Input material
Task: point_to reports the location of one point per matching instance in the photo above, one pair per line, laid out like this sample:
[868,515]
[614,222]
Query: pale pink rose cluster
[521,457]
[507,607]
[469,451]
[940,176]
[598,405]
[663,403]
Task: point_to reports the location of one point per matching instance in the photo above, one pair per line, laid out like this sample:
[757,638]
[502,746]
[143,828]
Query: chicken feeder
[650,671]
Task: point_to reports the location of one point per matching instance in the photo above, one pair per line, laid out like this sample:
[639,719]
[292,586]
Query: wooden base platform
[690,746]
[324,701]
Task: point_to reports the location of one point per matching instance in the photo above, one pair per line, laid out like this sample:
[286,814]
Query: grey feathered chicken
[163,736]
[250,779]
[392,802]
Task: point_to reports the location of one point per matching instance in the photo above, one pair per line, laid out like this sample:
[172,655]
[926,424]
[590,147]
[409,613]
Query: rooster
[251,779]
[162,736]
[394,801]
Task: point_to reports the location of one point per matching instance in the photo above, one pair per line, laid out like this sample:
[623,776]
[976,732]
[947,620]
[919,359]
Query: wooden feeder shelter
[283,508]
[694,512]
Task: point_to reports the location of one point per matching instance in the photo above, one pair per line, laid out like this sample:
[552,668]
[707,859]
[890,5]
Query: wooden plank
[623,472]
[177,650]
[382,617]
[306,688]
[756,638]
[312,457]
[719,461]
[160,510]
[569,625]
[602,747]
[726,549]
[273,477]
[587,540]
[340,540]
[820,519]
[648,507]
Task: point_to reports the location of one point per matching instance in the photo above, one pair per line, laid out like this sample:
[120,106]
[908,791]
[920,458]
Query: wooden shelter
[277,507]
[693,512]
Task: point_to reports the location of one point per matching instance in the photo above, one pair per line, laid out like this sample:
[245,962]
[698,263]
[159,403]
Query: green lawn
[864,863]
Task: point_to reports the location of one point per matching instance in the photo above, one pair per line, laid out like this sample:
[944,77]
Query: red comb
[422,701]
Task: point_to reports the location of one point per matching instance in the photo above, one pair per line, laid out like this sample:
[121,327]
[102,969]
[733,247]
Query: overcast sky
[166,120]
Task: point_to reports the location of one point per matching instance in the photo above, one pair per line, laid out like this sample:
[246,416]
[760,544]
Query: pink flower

What is being asked
Could you quote the material above in full, exactly as it stands?

Worked solution
Task: point_to reports the location of one point per matching instance in the photo above, one pair per line, laid out like this sample:
[868,515]
[614,222]
Query: pale pink rose cluster
[521,457]
[507,607]
[469,451]
[940,176]
[598,405]
[663,403]
Task: point_to reports the location of one point per matching instance in the photo above, one pair per line, laid out like this sample:
[757,638]
[502,746]
[143,828]
Query: chicken feeder
[650,671]
Task: point_to reports the location of one point per matching instance in the photo above, one pair per line, laid out like this sample:
[639,719]
[292,586]
Query: wooden base platform
[690,746]
[324,701]
Task: point_to reports the location of one point per matching instance in the photo above, one pair per line, laid out like this sample:
[286,814]
Query: grey feathered chicken
[163,736]
[250,779]
[392,802]
Task: point_to reports the location of one point per matching instance in the photo above, one pair per line, laid out like this sample:
[172,655]
[926,424]
[590,147]
[409,613]
Query: rooster
[251,779]
[162,736]
[394,801]
Task: point_to reports the location of one point per matching instance in the photo above, one pair per line, laid out like this sample:
[623,776]
[976,732]
[947,620]
[919,359]
Query: wooden feeder shelter
[283,508]
[694,512]
Task: point_to reports the location of one point per matching instance in the photo above, one pair per line, laid out like this sample:
[552,668]
[707,859]
[890,5]
Query: wooden plank
[623,472]
[177,650]
[382,617]
[306,688]
[756,638]
[312,457]
[719,461]
[160,510]
[569,625]
[602,747]
[726,549]
[273,477]
[587,540]
[340,540]
[820,519]
[648,507]
Task: point_to reports the location of one point per matching instance in the photo above, one pair per line, laid out like this sample:
[120,106]
[908,791]
[920,458]
Query: wooden shelter
[277,507]
[693,512]
Task: point_to reports the location of one point per matching instance in the photo above, one pair per line, laid out like this sample:
[245,962]
[698,263]
[159,403]
Query: green lawn
[864,863]
Task: point_to reports the location of one point per matching instance in the photo above, one pair per line, laid out like this sample:
[944,77]
Query: red comb
[422,701]
Task: point_to reports the location of one point per matching instance in the photo above, one pair per line, laid out like this sample:
[121,327]
[102,969]
[733,247]
Query: overcast sky
[166,120]
Task: point_to reports the location of one point per matching instance in the photo above, one pair per line, laid out like this sample:
[246,416]
[760,544]
Query: pink flower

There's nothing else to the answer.